Directive → Which lines in the entries below contain the string "kitchen"? Pull each of them out and copy it in full.

****************************************

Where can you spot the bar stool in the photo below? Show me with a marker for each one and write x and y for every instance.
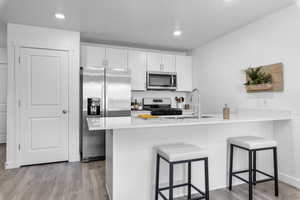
(252, 145)
(178, 154)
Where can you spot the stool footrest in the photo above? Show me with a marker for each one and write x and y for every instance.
(271, 178)
(182, 185)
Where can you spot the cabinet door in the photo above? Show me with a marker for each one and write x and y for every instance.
(154, 62)
(91, 56)
(137, 65)
(117, 58)
(168, 62)
(184, 73)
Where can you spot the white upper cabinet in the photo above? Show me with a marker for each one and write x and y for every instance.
(117, 58)
(92, 56)
(168, 62)
(160, 62)
(184, 73)
(154, 62)
(137, 63)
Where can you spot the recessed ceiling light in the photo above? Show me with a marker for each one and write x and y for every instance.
(177, 32)
(59, 16)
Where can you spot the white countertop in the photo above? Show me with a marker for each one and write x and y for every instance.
(134, 122)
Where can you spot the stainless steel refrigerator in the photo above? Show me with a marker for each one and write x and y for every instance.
(104, 93)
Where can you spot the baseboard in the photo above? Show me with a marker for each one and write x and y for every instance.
(290, 180)
(74, 158)
(108, 193)
(11, 165)
(2, 139)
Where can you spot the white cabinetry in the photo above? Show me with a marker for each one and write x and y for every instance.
(137, 61)
(160, 62)
(97, 56)
(116, 58)
(184, 73)
(168, 62)
(154, 62)
(92, 56)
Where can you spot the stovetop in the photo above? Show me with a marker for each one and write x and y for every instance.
(166, 111)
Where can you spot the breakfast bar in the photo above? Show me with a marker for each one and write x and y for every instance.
(131, 142)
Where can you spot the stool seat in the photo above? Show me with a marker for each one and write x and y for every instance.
(251, 142)
(181, 152)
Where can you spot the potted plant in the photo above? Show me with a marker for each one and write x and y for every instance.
(258, 80)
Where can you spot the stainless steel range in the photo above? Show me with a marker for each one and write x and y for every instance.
(160, 106)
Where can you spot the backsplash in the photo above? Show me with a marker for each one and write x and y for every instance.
(139, 95)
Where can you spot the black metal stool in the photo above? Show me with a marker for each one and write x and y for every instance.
(179, 154)
(253, 145)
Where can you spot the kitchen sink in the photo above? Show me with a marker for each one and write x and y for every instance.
(186, 117)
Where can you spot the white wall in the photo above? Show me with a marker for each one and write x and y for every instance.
(3, 82)
(218, 73)
(2, 34)
(37, 37)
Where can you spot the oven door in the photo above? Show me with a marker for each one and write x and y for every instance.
(161, 81)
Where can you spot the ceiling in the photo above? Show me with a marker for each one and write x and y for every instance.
(142, 23)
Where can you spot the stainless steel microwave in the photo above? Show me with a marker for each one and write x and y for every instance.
(161, 80)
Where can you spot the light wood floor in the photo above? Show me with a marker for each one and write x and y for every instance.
(85, 181)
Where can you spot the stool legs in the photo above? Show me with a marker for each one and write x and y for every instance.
(275, 171)
(206, 179)
(171, 181)
(252, 170)
(189, 180)
(250, 176)
(157, 177)
(230, 167)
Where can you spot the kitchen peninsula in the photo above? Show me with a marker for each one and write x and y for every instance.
(131, 142)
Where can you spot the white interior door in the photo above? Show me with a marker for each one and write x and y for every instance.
(42, 79)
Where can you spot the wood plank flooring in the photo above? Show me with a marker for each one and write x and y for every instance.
(85, 181)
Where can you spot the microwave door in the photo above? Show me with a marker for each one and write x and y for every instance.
(158, 81)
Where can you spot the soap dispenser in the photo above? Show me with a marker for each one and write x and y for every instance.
(226, 112)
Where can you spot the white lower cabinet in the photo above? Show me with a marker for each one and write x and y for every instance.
(184, 73)
(137, 63)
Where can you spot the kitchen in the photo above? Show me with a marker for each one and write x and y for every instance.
(96, 113)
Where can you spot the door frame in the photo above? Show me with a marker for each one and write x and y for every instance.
(23, 36)
(19, 135)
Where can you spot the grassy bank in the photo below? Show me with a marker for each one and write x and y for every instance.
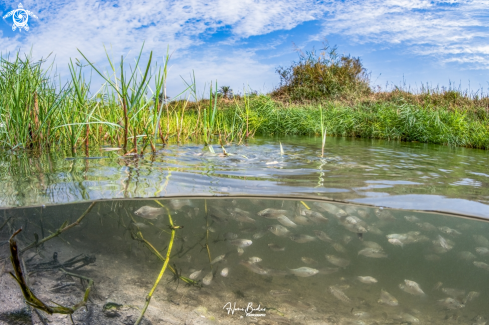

****************************************

Expected output →
Where can you spot the kitchen sink in the photo above? Show me with a marker for each one and write x and y for every instance.
Where can you spot the kitchen peninsula in the photo above? Show me with a marker for each one and write x and y for every instance.
Where can you spot the kitchen in the photo above? Show me with a marker for each one and write x and y for every instance.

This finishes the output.